Stated task:
Summarize the review of The Oseidon Adventure below in two sentences.

Monday 25 June 2012

The Oseidon Adventure written by Alan Barnes and directed by Ken Bentley

What’s it about: The first time the fearsome Kraals tries to take over the Earth, with the help of their android agents, things didn’t go quite according to plan – thanks to the time travelling alien Doctor and his allies at UNIT. This time, Marshall Grimnal and his belligerent cohorts are ready for him. This time they’ll make no mistakes. This time, Chief Scientist Tyngworg has not just one plan but a back up plan, and a back up back up plan worked out. With the Doctor a prisoner on the Kraals radiation blasted home planet of Oseidon only his companion Leela can save the day – alongside as most unlikely ally…

Teeth and Curls: When the Doctor sees the Kraals emerging from their craft he cries ‘oh my prophetic soul!’ which kind of mirrors my shock when I heard they were to make a return appearance. Its almost an indictment of the character that he is locked up for the first 20 minutes of his own season finale and we don’t get to spend any time with him! However there’s a lovely, lovely moment where the Doctor and Leela laugh together as they ride a horse from Oseidon to Earth and seem to be basking in each others company! If they can maintain that sort of chemistry for the second year we will be in great shape. The Doctor says to the Master ‘is that a staser you’ve got in your left hand…’ as if he is going to end the sentence ‘or are you just pleased to see me?’ but can’t quite bear to go through with it…

Noble Savage: Without a doubt the finest innovation this year has been to be able to spend more time with the superb Louise Jameson as Leela. With one knockout performance after another and a general feeling that she has never been away from the role, it is for Jameson’s inclusion alone that I greeted the news of a third series of 4th Doctor adventures. She’s one of the best actresses the show has ever employed and she has made some the less enchanting tales this season more bearable. With bloodlust in her eyes, Leela is looking forward to slitting the throats of the Kraals! She’s delighted when she realises that the androids break like mortal men! As the Master tries to hypnotise Leela she slaps him around the face! Leela gets to keep the horse that she has fallen in love with at the end which was a lovely touch.

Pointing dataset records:

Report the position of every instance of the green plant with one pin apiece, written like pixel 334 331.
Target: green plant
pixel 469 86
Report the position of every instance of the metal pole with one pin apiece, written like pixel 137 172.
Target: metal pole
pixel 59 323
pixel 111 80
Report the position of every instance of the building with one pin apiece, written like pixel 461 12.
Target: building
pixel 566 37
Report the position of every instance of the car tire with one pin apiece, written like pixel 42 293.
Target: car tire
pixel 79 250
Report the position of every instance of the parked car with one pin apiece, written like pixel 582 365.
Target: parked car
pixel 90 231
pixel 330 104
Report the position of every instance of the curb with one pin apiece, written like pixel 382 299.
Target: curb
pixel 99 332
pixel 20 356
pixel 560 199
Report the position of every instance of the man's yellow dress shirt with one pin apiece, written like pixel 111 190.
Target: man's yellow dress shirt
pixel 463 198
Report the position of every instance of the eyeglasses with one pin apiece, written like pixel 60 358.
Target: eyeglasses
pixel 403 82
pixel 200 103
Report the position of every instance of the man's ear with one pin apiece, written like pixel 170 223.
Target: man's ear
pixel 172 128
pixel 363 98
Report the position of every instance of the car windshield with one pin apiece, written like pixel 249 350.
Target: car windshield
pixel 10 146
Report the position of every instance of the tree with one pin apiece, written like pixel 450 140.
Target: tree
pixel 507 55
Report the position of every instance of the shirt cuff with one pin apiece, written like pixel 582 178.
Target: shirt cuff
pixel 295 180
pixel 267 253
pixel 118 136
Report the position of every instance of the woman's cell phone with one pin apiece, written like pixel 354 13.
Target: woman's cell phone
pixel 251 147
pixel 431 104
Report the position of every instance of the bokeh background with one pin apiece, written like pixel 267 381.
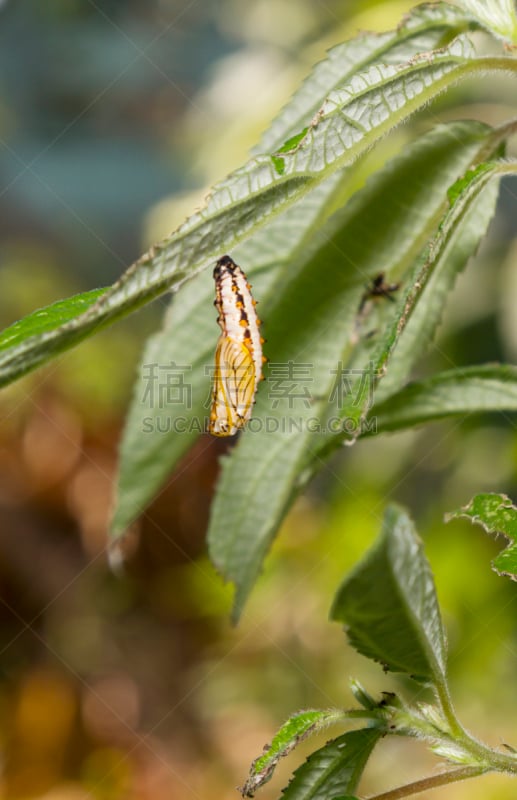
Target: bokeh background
pixel 115 117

Final result:
In The Oseidon Adventure, written by Alan Barnes and directed by Ken Bentley, the Kraals try once more to take over the Earth, and with the Doctor a prisoner on their radiation-blasted home planet of Oseidon, only Leela can save the day. The review regrets that the Doctor is locked up for the first 20 minutes but enjoys his chemistry with Leela, and it calls the chance to spend more time with Louise Jameson as Leela the finest innovation of the year.